▸ TASK BRIEF:
From the lines below, extract every line that contains the string "sports". Treat uppercase and lowercase letters as different.

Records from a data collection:
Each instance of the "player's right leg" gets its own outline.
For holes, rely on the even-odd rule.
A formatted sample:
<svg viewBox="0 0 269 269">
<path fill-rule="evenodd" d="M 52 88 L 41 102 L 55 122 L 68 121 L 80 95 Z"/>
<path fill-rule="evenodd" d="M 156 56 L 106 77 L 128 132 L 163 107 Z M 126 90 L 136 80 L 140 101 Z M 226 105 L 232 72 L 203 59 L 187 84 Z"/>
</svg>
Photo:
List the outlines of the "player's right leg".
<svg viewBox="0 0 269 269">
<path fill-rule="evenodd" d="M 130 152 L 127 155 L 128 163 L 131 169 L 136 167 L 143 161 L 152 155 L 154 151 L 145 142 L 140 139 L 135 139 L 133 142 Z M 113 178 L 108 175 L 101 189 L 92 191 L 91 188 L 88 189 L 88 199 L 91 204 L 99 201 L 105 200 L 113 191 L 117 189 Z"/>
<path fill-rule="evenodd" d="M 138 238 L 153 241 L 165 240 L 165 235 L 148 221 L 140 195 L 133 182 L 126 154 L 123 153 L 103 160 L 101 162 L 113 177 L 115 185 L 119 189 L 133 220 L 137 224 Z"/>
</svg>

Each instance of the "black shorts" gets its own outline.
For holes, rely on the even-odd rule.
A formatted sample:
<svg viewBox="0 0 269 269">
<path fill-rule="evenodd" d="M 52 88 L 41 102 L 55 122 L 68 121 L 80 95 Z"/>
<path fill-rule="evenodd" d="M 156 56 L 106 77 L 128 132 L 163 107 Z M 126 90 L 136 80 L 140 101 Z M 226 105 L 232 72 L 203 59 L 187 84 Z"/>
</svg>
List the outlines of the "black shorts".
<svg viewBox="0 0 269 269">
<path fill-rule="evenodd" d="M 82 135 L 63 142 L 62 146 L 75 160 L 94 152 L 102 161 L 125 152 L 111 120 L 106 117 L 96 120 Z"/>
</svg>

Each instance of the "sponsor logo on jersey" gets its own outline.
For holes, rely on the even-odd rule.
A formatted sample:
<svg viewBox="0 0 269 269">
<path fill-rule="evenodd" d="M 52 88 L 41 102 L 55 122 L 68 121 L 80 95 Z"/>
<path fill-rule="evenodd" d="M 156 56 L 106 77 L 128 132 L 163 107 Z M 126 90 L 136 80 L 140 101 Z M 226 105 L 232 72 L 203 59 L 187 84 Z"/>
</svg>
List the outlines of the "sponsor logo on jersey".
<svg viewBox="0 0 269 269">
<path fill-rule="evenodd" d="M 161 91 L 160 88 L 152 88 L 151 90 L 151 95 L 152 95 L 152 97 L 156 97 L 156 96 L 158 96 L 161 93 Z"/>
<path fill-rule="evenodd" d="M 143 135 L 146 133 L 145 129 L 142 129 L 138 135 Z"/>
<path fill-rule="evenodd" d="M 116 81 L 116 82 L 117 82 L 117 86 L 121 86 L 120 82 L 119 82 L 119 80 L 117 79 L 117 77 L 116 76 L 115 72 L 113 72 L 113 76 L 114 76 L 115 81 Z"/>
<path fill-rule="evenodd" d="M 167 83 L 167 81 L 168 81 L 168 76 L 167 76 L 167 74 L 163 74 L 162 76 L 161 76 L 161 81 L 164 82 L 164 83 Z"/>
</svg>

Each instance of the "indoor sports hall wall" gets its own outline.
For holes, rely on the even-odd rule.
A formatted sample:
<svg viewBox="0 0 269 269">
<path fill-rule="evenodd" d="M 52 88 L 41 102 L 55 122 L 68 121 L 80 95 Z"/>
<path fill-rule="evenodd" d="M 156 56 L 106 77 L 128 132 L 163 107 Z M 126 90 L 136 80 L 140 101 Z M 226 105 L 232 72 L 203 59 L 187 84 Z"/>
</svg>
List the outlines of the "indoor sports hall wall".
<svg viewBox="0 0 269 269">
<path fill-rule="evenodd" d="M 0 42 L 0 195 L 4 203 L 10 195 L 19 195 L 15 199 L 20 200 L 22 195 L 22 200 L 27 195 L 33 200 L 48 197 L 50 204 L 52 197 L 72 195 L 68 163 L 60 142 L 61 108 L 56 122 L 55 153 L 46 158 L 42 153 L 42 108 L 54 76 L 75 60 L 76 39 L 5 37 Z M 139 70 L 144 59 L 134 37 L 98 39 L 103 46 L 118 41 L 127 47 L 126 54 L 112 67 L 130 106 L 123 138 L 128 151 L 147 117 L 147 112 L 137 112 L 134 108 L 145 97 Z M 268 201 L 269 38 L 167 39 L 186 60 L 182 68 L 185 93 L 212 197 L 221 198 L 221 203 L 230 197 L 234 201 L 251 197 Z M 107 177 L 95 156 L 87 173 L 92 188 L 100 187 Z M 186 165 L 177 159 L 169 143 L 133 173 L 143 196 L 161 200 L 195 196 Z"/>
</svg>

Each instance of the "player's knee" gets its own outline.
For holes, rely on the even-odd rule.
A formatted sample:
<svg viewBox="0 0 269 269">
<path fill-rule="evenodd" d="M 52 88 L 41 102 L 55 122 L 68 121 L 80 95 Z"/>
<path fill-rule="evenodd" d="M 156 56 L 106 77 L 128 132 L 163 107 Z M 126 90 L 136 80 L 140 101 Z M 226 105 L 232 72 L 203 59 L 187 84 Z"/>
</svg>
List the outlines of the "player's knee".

▸ EXERCISE OUTPUT:
Each instance of the "indoor sports hall wall" gets its own outline.
List the outlines of the "indoor sports hall wall".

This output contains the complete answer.